● Records to process

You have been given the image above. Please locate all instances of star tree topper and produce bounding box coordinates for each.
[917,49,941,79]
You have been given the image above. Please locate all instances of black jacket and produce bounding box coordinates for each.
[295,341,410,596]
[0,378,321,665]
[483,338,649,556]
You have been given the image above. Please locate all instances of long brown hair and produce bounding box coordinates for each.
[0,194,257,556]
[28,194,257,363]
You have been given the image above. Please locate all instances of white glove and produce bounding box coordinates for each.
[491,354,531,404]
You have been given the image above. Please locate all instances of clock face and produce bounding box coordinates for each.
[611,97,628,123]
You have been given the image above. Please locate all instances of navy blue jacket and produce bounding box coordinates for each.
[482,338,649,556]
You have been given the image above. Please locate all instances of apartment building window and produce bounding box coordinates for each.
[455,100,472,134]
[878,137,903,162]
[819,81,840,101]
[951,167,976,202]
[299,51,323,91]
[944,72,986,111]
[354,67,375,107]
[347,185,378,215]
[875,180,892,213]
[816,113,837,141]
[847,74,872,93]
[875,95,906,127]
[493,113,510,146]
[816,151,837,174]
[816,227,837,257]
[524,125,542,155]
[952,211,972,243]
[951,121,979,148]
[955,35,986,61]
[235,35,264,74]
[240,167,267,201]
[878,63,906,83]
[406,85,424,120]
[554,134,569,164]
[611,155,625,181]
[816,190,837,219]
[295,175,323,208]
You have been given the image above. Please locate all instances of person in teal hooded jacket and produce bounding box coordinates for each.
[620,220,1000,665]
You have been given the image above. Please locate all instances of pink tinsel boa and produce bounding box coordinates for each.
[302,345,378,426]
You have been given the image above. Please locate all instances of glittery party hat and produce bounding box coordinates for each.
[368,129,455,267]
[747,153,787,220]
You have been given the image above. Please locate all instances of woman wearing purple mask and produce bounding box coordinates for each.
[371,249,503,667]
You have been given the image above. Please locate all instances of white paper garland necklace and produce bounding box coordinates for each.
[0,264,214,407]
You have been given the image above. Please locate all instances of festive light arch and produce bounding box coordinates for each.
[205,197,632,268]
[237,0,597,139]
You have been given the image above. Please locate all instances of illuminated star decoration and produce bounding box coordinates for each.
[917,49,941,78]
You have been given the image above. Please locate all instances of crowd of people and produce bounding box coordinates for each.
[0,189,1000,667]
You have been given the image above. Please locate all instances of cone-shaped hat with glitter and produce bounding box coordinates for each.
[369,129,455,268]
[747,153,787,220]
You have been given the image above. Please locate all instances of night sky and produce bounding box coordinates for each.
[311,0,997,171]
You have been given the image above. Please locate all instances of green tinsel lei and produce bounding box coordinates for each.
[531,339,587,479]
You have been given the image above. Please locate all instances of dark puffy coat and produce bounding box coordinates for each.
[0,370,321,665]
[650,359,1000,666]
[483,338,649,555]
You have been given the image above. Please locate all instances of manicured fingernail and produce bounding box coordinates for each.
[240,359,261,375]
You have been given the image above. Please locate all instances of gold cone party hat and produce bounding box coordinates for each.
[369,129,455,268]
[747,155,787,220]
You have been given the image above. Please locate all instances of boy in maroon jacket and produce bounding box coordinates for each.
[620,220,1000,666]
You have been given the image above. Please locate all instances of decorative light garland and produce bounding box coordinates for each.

--

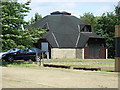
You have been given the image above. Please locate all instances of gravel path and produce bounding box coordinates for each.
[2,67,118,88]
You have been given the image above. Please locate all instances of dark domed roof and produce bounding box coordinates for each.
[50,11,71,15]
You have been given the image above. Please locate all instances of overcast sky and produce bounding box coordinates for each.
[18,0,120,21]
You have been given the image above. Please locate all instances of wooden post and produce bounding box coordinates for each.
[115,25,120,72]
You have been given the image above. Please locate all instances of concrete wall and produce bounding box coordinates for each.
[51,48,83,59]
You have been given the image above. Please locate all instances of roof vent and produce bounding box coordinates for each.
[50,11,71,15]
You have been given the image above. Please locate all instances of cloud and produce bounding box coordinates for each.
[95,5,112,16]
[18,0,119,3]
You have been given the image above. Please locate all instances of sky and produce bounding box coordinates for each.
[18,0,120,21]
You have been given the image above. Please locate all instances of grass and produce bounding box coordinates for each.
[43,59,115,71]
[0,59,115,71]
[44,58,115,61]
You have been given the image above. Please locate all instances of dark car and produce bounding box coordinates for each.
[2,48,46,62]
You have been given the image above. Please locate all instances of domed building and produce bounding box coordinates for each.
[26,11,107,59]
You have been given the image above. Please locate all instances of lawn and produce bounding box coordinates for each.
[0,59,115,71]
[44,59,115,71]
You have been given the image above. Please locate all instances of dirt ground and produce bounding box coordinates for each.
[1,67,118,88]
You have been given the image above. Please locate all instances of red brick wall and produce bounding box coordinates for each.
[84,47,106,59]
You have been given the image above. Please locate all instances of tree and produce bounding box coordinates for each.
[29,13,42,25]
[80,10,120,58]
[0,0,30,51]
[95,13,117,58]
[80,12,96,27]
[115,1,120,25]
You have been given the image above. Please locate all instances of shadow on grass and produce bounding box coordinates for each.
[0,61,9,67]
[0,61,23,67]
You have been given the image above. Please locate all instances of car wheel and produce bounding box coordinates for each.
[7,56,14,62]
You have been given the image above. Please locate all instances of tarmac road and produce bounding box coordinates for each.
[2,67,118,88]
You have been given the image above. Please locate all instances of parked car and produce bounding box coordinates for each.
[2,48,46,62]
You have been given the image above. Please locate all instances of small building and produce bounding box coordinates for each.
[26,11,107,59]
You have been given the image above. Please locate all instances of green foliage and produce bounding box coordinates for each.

---

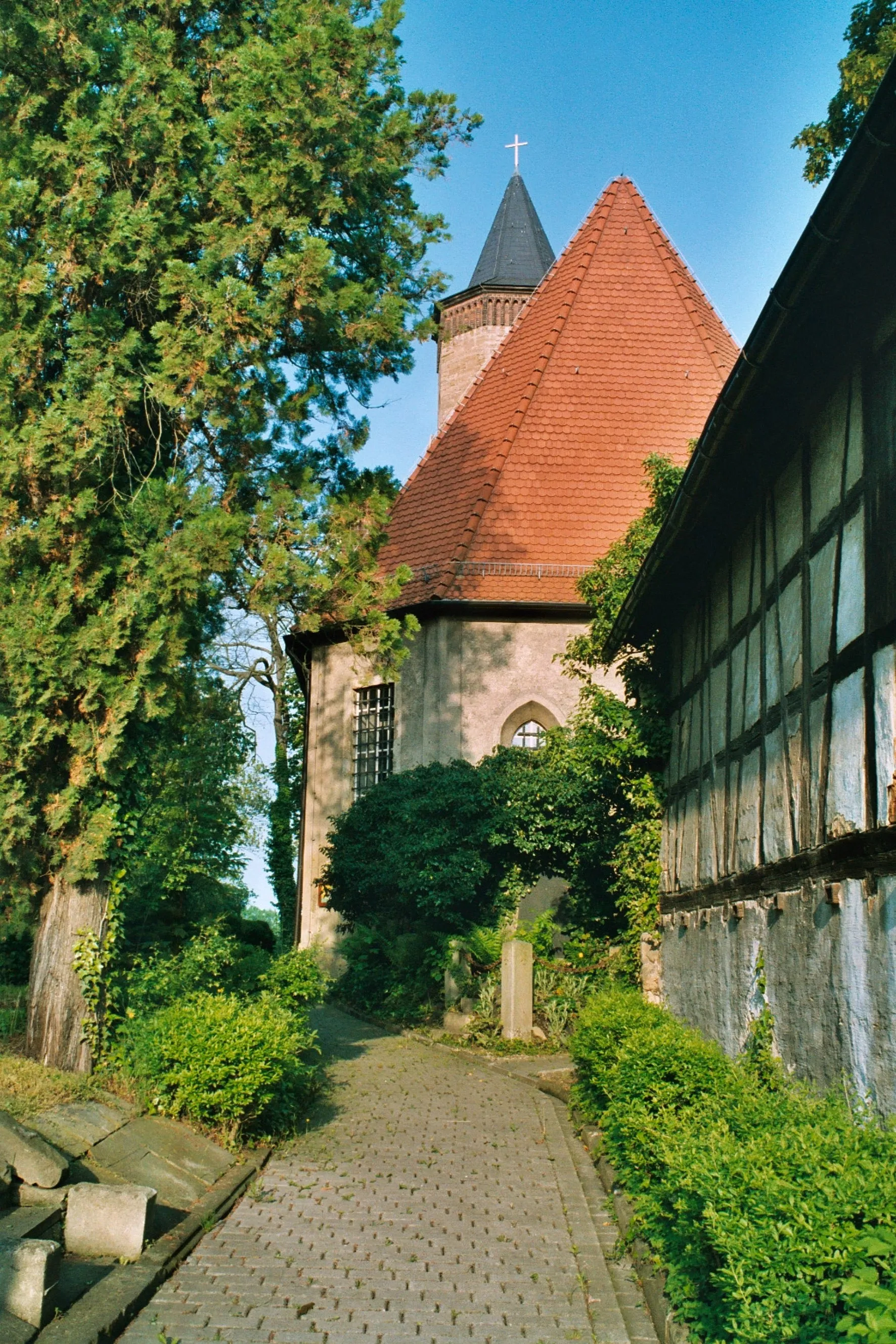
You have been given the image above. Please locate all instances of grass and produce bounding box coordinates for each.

● What the exercise asks
Write out the records again starting at the line that contains "topper and produce bounding box coordinates for each." and ending at the line that contains "[917,49,941,79]", switching "star tree topper" to "gold angel ornament" and leaving everything else unchanged.

● Reply to the exercise
You have been given the image above. Please locate all instances of gold angel ornament and produce bounding box coordinates for each.
[917,49,941,79]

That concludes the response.